> _Problem statement_: Exactly repeat the material, dropping only the pictures.

> _Exercise input_:
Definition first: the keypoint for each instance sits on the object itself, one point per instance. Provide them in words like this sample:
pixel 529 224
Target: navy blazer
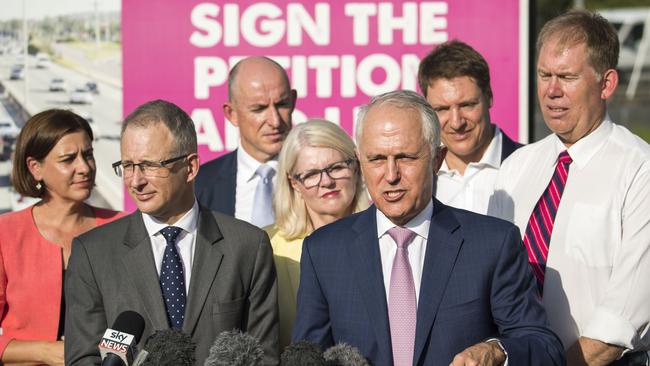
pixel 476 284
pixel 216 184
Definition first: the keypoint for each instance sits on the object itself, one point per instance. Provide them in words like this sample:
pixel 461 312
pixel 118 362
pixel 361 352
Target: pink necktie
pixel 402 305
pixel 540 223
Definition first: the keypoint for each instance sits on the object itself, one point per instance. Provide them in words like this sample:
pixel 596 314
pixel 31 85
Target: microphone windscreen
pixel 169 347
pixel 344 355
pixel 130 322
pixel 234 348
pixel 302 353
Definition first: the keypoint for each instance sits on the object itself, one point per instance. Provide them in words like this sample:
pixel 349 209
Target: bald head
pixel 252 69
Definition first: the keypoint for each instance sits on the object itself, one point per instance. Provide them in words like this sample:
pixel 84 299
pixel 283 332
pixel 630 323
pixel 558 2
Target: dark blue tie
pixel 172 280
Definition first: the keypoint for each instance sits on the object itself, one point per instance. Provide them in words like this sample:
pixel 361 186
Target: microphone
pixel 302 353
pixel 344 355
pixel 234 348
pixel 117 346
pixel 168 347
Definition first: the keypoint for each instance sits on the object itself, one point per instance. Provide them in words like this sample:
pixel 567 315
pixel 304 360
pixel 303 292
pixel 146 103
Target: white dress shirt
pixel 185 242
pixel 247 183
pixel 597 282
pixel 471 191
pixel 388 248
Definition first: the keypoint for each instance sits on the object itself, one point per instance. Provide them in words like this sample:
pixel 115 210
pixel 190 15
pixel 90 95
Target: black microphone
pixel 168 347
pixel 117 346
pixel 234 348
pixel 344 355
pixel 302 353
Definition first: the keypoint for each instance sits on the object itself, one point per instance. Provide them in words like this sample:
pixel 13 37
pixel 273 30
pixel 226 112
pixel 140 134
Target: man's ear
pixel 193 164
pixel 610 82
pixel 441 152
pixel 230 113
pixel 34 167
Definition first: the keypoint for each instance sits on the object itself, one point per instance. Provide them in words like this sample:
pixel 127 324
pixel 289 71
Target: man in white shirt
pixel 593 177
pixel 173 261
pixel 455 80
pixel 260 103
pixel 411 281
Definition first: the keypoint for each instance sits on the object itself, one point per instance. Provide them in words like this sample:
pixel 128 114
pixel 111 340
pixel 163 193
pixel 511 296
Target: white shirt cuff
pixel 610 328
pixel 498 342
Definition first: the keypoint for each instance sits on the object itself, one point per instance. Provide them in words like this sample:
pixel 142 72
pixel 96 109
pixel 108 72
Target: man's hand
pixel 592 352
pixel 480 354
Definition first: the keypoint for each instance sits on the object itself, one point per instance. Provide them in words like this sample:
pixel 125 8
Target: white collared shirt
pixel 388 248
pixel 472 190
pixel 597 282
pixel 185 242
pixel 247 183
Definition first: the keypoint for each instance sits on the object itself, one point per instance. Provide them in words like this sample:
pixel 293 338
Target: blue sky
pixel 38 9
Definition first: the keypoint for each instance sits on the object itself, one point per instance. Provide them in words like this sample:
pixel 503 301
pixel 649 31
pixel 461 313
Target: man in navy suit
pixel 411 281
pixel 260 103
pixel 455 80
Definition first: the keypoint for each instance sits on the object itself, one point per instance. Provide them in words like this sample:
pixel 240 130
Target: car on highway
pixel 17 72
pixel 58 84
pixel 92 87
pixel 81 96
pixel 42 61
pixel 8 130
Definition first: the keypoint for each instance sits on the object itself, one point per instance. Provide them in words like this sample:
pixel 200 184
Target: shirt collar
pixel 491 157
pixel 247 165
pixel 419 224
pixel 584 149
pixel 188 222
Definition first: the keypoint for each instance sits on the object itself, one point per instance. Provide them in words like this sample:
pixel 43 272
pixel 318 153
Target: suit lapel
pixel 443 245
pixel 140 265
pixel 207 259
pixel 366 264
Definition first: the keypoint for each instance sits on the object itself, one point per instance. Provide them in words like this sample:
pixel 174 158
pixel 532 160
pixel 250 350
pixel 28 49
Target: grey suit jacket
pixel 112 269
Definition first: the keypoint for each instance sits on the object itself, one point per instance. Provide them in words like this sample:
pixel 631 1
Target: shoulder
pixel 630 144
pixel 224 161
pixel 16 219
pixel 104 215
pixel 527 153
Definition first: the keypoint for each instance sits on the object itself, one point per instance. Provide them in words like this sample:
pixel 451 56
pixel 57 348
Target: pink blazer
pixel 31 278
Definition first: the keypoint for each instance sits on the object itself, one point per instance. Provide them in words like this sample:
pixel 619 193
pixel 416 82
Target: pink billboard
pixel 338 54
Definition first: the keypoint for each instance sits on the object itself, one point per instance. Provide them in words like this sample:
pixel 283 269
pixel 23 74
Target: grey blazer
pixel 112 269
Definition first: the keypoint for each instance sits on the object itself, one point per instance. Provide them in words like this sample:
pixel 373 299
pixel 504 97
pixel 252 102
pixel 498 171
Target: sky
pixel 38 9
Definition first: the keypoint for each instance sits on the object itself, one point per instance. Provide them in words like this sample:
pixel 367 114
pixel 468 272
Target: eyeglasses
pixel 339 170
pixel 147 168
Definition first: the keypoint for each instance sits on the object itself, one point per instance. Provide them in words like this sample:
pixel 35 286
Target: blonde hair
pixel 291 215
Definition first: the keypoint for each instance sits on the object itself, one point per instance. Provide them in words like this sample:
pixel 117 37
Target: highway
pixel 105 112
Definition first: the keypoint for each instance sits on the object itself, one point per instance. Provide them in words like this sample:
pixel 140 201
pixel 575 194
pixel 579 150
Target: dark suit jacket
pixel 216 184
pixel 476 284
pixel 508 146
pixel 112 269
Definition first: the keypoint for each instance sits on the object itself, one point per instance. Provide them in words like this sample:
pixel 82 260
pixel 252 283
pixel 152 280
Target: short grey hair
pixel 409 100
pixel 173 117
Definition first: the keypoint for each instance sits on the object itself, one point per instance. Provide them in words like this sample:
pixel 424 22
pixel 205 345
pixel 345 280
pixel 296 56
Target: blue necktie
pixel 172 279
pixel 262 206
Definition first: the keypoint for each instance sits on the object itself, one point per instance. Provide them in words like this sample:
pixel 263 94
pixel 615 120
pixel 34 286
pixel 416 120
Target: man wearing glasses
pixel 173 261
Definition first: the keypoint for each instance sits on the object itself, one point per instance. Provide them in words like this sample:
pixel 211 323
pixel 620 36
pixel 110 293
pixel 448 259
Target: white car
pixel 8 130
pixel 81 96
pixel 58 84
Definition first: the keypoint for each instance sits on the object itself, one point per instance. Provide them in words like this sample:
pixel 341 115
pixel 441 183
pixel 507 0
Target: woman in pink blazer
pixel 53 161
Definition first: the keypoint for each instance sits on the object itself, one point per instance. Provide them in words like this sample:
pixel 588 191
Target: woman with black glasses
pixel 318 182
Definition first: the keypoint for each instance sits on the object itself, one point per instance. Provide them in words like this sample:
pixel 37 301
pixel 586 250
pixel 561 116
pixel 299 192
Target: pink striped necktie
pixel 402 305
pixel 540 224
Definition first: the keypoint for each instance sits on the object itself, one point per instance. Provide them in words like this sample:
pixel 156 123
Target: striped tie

> _Correct response_:
Definition first: the keypoint for each instance sits on the object itself, one point per instance. Provide them in words like this sample:
pixel 529 224
Target: navy blazer
pixel 476 284
pixel 216 184
Definition first: the keypoint for each instance sits on the object itself, one point per instance. Provide them in words like this sample:
pixel 461 312
pixel 118 362
pixel 361 352
Target: pink necktie
pixel 402 305
pixel 540 223
Definition first: the keypoint for each instance sits on the object itself, one point per instance. Provide them in words like this sample:
pixel 596 314
pixel 31 85
Target: microphone windscreen
pixel 169 347
pixel 344 355
pixel 130 322
pixel 234 348
pixel 302 353
Definition first: the keypoint for each instance sits on the object itself, one point per instance. Provide them in words like this sample:
pixel 349 209
Target: bald head
pixel 252 69
Definition first: the keypoint for each instance sits on the object itself, one point per instance. Provide them in words like this sample:
pixel 84 299
pixel 283 332
pixel 630 323
pixel 558 2
Target: dark blue tie
pixel 172 280
Definition first: the keypoint for each instance sits on the object itself, one point per instance. Provide them in words like this sample:
pixel 361 186
Target: microphone
pixel 302 353
pixel 344 355
pixel 234 348
pixel 117 346
pixel 168 347
Definition first: the keypoint for each instance sits on the object itself, one point per instance. Provide them in words like this sample:
pixel 567 315
pixel 304 360
pixel 303 292
pixel 146 103
Target: white dress shirt
pixel 185 242
pixel 247 183
pixel 597 282
pixel 471 191
pixel 388 248
Definition first: the keypoint for each instance sits on the object itself, one point per instance. Provide them in words like this sample:
pixel 115 210
pixel 190 15
pixel 90 95
Target: black microphone
pixel 168 347
pixel 117 346
pixel 234 348
pixel 344 355
pixel 302 353
Definition first: the keypoint for each instance sits on the object itself, one point per instance. Provide them in words like this sample:
pixel 13 37
pixel 273 30
pixel 226 112
pixel 140 134
Target: man's ear
pixel 193 164
pixel 610 82
pixel 441 152
pixel 230 113
pixel 34 167
Definition first: the keypoint for each instance sits on the object itself, one point per instance. Provide them in words like this sample:
pixel 127 324
pixel 289 71
Target: man in white shirt
pixel 593 177
pixel 173 261
pixel 455 80
pixel 260 103
pixel 411 281
Definition first: the keypoint for each instance sits on the object itself, one point per instance. Provide them in words like this sample:
pixel 128 114
pixel 111 340
pixel 163 193
pixel 511 296
Target: white shirt cuff
pixel 610 328
pixel 498 342
Definition first: the keypoint for each instance sits on the object itself, one point per instance. Provide them in words like this sample:
pixel 142 72
pixel 96 109
pixel 108 72
Target: man's hand
pixel 592 352
pixel 480 354
Definition first: the keypoint for each instance sits on the object itself, one point per instance. Provide them in words like this sample:
pixel 125 8
Target: white collared shirt
pixel 388 248
pixel 472 190
pixel 597 282
pixel 185 242
pixel 247 183
Definition first: the keypoint for each instance sits on the object itself, one point per instance. Provide them in words like this sample:
pixel 293 338
Target: blue sky
pixel 38 9
Definition first: the keypoint for each instance sits on the object itself, one point per instance. Provide them in words like this sample:
pixel 503 301
pixel 649 31
pixel 461 313
Target: man in navy suit
pixel 411 281
pixel 260 103
pixel 455 80
Definition first: the keypoint for each instance sits on the object itself, one point per instance. Provide them in words like this sample:
pixel 240 130
Target: car on highway
pixel 17 72
pixel 58 84
pixel 92 87
pixel 81 96
pixel 42 61
pixel 8 130
Definition first: the keypoint for each instance sits on the object itself, one point per instance. Provide them in words like this sample:
pixel 200 184
Target: shirt collar
pixel 491 157
pixel 247 165
pixel 419 224
pixel 584 149
pixel 188 222
Definition first: the keypoint for each instance sits on the object itself, one point per instance. Provide them in words like this sample:
pixel 43 272
pixel 318 153
Target: suit lapel
pixel 443 245
pixel 140 265
pixel 207 259
pixel 366 264
Definition first: the keypoint for each instance sits on the object itself, one point per instance. Provide them in words like this sample:
pixel 174 158
pixel 532 160
pixel 250 350
pixel 28 49
Target: grey suit jacket
pixel 112 269
Definition first: the keypoint for each instance sits on the object itself, one point per instance. Provide them in words like this sample:
pixel 631 1
Target: shoulder
pixel 630 144
pixel 224 161
pixel 16 219
pixel 104 215
pixel 527 153
Definition first: the keypoint for each instance sits on the object itself, one point per instance. Provide them in words like this sample:
pixel 451 56
pixel 57 348
Target: pink blazer
pixel 31 278
Definition first: the keypoint for each instance sits on the object itself, one point per instance. Provide them in words like this sample:
pixel 619 193
pixel 416 82
Target: pink billboard
pixel 338 54
Definition first: the keypoint for each instance sits on the object itself, one point per instance. Provide them in words like this sample:
pixel 283 269
pixel 23 74
Target: grey blazer
pixel 112 269
Definition first: the keypoint for each instance sits on the object itself, one point per instance. Provide them in words like this sample:
pixel 373 299
pixel 504 97
pixel 252 102
pixel 498 171
Target: sky
pixel 38 9
Definition first: the keypoint for each instance sits on the object itself, one point per instance. Provide them in words like this sample:
pixel 367 114
pixel 468 272
Target: eyeglasses
pixel 339 170
pixel 147 168
Definition first: the keypoint for each instance sits on the object itself, one point per instance. Provide them in words like this sample:
pixel 35 286
Target: blonde hair
pixel 291 215
Definition first: the keypoint for each instance sits on the object itself, one point per instance. Provide them in words like this sample:
pixel 117 37
Target: highway
pixel 105 112
Definition first: the keypoint for each instance sits on the object itself, one point per instance. Provide them in words like this sample:
pixel 140 201
pixel 575 194
pixel 579 150
Target: dark suit jacket
pixel 216 184
pixel 476 284
pixel 508 146
pixel 112 269
Definition first: the keypoint for each instance sits on the object itself, one point per instance. Provide them in words like this sample:
pixel 82 260
pixel 252 283
pixel 152 280
Target: short grey hair
pixel 409 100
pixel 173 117
Definition first: the keypoint for each instance sits on the object itself, one point per instance. Provide them in words like this sample:
pixel 424 22
pixel 205 345
pixel 345 280
pixel 296 56
Target: blue necktie
pixel 172 279
pixel 262 206
Definition first: the keypoint for each instance sits on the object itself, one point per instance. Provide them in words like this sample:
pixel 263 94
pixel 615 120
pixel 34 286
pixel 416 120
Target: man wearing glasses
pixel 173 261
Definition first: the keypoint for each instance sits on the object itself, one point per instance. Provide them in words like this sample:
pixel 211 323
pixel 620 36
pixel 110 293
pixel 448 259
Target: white car
pixel 8 130
pixel 81 96
pixel 58 84
Definition first: the keypoint for each instance sits on the object itself, one point per instance. Provide them in words like this sample:
pixel 341 115
pixel 441 183
pixel 507 0
Target: woman in pink blazer
pixel 53 161
Definition first: the keypoint for each instance sits on the object itself, one point per instance. Provide them in words like this sample:
pixel 588 191
Target: woman with black glasses
pixel 318 182
Definition first: the keypoint for each instance sits on the object itself, one point per instance. Provide them in words like this sample:
pixel 37 301
pixel 586 250
pixel 561 116
pixel 299 192
Target: pink striped necktie
pixel 402 305
pixel 540 224
Definition first: the keypoint for each instance sits on the object itself, one point per instance. Provide them in words like this sample:
pixel 156 123
Target: striped tie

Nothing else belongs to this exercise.